╭─ Raw data

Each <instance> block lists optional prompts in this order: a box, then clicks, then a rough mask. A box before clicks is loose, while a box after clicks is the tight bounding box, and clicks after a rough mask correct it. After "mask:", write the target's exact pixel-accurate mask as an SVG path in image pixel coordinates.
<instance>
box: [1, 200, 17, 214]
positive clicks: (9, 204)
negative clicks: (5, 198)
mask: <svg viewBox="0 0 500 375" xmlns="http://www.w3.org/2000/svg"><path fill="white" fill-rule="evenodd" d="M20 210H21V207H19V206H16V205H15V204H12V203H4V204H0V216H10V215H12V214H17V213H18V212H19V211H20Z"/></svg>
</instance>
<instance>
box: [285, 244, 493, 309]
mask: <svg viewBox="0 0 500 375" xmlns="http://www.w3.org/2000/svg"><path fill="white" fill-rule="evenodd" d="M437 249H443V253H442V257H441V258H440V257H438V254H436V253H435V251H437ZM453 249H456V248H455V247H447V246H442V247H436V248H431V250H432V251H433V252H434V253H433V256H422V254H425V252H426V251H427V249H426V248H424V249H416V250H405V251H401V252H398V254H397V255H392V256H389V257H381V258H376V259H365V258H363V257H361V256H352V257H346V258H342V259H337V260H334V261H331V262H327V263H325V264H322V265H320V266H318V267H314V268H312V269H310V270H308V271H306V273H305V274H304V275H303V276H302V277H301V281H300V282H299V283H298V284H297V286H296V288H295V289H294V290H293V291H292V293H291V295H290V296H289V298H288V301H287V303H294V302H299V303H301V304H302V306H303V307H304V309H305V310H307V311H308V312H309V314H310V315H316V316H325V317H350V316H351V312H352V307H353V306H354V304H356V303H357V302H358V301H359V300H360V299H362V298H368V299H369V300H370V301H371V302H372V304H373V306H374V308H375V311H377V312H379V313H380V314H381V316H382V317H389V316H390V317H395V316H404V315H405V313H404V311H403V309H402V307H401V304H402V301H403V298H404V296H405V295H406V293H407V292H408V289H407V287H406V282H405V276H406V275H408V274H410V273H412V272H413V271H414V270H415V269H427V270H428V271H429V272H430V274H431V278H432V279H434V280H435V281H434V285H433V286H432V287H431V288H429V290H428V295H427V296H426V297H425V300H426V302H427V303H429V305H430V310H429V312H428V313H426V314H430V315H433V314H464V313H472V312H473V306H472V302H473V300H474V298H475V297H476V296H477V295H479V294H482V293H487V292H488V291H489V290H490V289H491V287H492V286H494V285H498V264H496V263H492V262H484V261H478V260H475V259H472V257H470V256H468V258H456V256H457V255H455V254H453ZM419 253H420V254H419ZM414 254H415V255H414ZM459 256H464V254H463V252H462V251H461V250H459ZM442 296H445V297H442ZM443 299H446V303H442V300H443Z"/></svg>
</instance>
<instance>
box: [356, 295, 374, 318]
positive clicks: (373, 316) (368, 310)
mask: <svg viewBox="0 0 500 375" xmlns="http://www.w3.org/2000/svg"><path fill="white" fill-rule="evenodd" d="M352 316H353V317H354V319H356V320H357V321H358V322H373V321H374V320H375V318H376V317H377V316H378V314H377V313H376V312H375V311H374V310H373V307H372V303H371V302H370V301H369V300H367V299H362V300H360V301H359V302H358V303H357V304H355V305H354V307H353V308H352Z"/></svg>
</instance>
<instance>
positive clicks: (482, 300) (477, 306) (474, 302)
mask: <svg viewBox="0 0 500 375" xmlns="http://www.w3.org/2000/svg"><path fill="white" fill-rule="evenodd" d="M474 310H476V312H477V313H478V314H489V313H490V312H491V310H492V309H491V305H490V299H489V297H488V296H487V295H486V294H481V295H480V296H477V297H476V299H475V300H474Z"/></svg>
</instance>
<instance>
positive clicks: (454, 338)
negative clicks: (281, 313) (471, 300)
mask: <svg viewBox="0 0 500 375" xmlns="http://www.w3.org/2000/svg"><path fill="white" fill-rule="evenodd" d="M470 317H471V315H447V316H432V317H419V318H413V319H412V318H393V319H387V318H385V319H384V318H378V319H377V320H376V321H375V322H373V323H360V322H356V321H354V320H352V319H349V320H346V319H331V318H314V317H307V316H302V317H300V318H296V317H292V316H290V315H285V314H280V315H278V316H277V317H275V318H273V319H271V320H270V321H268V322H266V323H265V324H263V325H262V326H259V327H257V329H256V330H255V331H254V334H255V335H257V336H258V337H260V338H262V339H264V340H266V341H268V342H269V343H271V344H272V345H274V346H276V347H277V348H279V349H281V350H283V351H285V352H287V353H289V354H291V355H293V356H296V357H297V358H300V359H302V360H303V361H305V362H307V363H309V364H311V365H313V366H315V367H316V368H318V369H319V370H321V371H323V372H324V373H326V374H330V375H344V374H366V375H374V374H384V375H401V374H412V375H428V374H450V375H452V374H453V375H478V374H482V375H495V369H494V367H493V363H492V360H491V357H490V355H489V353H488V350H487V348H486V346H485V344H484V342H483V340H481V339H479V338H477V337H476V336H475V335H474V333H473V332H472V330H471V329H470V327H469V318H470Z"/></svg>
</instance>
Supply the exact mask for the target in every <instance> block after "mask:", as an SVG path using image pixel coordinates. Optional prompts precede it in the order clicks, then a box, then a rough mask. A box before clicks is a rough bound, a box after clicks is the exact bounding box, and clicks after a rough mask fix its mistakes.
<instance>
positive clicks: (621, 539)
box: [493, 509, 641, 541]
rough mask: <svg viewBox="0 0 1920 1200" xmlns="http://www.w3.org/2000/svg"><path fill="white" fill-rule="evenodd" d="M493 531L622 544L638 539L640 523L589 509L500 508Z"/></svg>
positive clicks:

╰─

> _Exercise details_
The complete data above is to be written out again as it stands.

> _Result_
Each <instance> block lists optional prompts in this order: a box, then clicks, then a rough mask. A box before clicks is loose, while a box after clicks is the tight bounding box, and clicks after a rough mask correct it. After "mask:", write the target's exact pixel-accurate mask as an SVG path in image pixel coordinates.
<instance>
box: [1, 200, 17, 214]
positive clicks: (9, 204)
negative clicks: (5, 198)
mask: <svg viewBox="0 0 500 375" xmlns="http://www.w3.org/2000/svg"><path fill="white" fill-rule="evenodd" d="M20 210H21V207H19V206H16V205H15V204H12V203H4V204H0V216H10V215H12V214H17V213H18V212H19V211H20Z"/></svg>
</instance>
<instance>
box: [285, 244, 493, 309]
mask: <svg viewBox="0 0 500 375" xmlns="http://www.w3.org/2000/svg"><path fill="white" fill-rule="evenodd" d="M437 249H443V253H442V257H441V258H440V257H438V254H436V253H435V251H437ZM453 249H456V248H455V247H447V246H442V247H436V248H431V250H432V251H433V252H434V253H433V256H422V254H425V252H426V251H427V249H426V248H424V249H416V250H405V251H401V252H398V254H397V255H392V256H389V257H381V258H376V259H365V258H363V257H361V256H352V257H346V258H342V259H337V260H334V261H331V262H327V263H325V264H322V265H320V266H318V267H314V268H312V269H310V270H308V271H306V273H305V274H304V275H303V276H302V277H301V281H300V282H299V283H298V284H297V286H296V288H295V289H294V290H293V291H292V293H291V295H290V296H289V298H288V301H287V303H294V302H299V303H301V304H302V306H303V307H304V309H305V310H307V311H308V312H309V314H310V315H316V316H325V317H350V316H351V312H352V307H353V306H354V304H356V303H357V302H358V301H359V300H360V299H362V298H368V299H369V300H370V301H371V302H372V304H373V306H374V308H375V311H377V312H379V313H380V314H381V316H382V317H389V316H390V317H395V316H404V315H405V313H404V311H403V309H402V307H401V304H402V301H403V298H404V296H405V295H406V293H407V292H408V289H407V287H406V282H405V276H406V275H408V274H410V273H412V272H413V271H414V270H415V269H427V270H428V271H429V272H430V274H431V278H432V279H434V280H435V281H434V285H433V286H432V287H431V288H429V290H428V295H427V296H426V297H425V300H426V302H427V303H429V305H430V310H429V312H428V313H426V314H430V315H433V314H464V313H472V312H473V306H472V302H473V300H474V298H475V297H476V296H477V295H479V294H482V293H487V292H488V291H489V290H490V289H491V287H492V286H494V285H498V264H496V263H492V262H484V261H478V260H475V259H472V257H470V256H468V258H456V256H457V255H455V254H453ZM419 253H420V254H419ZM414 254H415V255H414ZM459 256H464V254H463V252H462V251H461V250H459ZM442 296H445V297H442ZM443 299H446V303H442V300H443Z"/></svg>
</instance>
<instance>
box: [356, 295, 374, 318]
positive clicks: (373, 316) (368, 310)
mask: <svg viewBox="0 0 500 375" xmlns="http://www.w3.org/2000/svg"><path fill="white" fill-rule="evenodd" d="M352 316H353V317H354V319H356V320H357V321H358V322H373V321H374V320H375V318H376V317H377V316H378V314H377V313H376V312H375V311H374V310H373V307H372V303H371V302H370V301H369V300H367V299H362V300H360V301H359V302H358V303H357V304H355V305H354V307H353V308H352Z"/></svg>
</instance>
<instance>
positive clicks: (482, 300) (477, 306) (474, 302)
mask: <svg viewBox="0 0 500 375" xmlns="http://www.w3.org/2000/svg"><path fill="white" fill-rule="evenodd" d="M474 310H476V312H477V313H478V314H489V313H490V312H491V310H492V309H491V305H490V299H489V297H488V296H487V295H486V294H481V295H480V296H477V297H476V299H475V300H474Z"/></svg>
</instance>
<instance>
positive clicks: (454, 338)
negative clicks: (281, 313) (471, 300)
mask: <svg viewBox="0 0 500 375" xmlns="http://www.w3.org/2000/svg"><path fill="white" fill-rule="evenodd" d="M470 317H471V315H447V316H432V317H419V318H413V319H412V318H393V319H387V318H385V319H384V318H378V319H377V320H376V321H375V322H373V323H360V322H356V321H354V320H352V319H349V320H346V319H331V318H314V317H307V316H302V317H300V318H296V317H292V316H290V315H285V314H280V315H278V316H277V317H275V318H273V319H271V320H270V321H268V322H266V323H265V324H263V325H262V326H259V327H257V329H256V330H255V331H254V334H255V335H257V336H258V337H260V338H262V339H264V340H266V341H268V342H269V343H271V344H272V345H274V346H276V347H277V348H279V349H281V350H283V351H285V352H287V353H289V354H291V355H293V356H296V357H297V358H300V359H302V360H303V361H305V362H307V363H309V364H311V365H313V366H315V367H316V368H318V369H319V370H321V371H323V372H324V373H326V374H330V375H344V374H366V375H374V374H384V375H401V374H412V375H428V374H450V375H452V374H453V375H478V374H482V375H495V369H494V367H493V363H492V360H491V357H490V355H489V353H488V350H487V348H486V346H485V344H484V342H483V340H481V339H479V338H477V337H476V336H475V335H474V333H473V332H472V330H471V329H470V327H469V318H470Z"/></svg>
</instance>
Supply the exact mask for the target in every <instance> block after "mask:", as an SVG path using image pixel coordinates. Optional prompts precede it in the order clicks, then a box, then a rough mask. A box before clicks is a rough bound, a box after clicks is the exact bounding box, and clicks after a rough mask fix its mistakes.
<instance>
positive clicks: (621, 539)
box: [493, 509, 641, 541]
rough mask: <svg viewBox="0 0 1920 1200" xmlns="http://www.w3.org/2000/svg"><path fill="white" fill-rule="evenodd" d="M493 531L622 544L638 539L640 523L589 509L500 508Z"/></svg>
positive clicks:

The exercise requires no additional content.